INSTRUCTION>
Reproduce verbatim the lines below, starting at the line that contains "Where can the nightstand" and continuing through the final line.

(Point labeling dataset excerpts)
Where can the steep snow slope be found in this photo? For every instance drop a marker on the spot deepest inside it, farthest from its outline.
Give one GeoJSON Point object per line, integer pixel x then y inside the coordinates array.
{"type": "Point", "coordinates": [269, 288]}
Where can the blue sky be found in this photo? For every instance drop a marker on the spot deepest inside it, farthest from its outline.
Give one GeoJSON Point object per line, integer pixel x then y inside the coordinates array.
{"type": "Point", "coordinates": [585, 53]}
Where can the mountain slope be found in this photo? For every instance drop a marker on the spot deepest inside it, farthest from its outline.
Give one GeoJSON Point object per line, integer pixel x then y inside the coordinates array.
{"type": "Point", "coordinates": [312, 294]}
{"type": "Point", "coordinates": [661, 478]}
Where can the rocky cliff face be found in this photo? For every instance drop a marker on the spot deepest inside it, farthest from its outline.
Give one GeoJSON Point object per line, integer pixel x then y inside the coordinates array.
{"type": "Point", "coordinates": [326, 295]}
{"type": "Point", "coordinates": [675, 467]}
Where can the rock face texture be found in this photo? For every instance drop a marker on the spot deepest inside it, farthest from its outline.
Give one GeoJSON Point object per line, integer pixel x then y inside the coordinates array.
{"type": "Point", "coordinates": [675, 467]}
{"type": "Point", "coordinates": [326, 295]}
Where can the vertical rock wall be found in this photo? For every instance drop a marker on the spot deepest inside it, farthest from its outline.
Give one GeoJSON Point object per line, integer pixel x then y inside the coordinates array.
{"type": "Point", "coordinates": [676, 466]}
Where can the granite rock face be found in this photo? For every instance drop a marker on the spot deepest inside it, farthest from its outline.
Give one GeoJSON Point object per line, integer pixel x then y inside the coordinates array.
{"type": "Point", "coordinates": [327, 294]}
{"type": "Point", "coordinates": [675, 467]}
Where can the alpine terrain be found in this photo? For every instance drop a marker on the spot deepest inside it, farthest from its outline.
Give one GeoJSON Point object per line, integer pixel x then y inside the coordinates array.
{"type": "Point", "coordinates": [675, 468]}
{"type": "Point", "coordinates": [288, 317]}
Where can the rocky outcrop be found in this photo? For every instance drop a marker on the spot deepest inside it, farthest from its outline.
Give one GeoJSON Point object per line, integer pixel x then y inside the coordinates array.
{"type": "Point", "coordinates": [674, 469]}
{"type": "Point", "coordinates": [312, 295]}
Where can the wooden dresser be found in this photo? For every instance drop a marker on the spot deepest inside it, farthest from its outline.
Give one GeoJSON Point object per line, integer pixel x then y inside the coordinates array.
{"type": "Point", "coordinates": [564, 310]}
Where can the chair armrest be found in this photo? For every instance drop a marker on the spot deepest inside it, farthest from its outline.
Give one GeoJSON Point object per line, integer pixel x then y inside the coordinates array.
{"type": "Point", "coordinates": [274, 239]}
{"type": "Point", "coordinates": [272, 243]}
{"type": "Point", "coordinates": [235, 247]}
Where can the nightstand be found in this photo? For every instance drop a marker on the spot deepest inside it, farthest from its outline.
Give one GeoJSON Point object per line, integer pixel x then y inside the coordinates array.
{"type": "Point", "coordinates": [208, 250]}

EXERCISE SOLUTION>
Where can the nightstand be found in this photo? For every instance drop a marker on the spot deepest inside it, farthest from its outline.
Give one GeoJSON Point object per line, integer pixel x then y inside the coordinates array.
{"type": "Point", "coordinates": [208, 250]}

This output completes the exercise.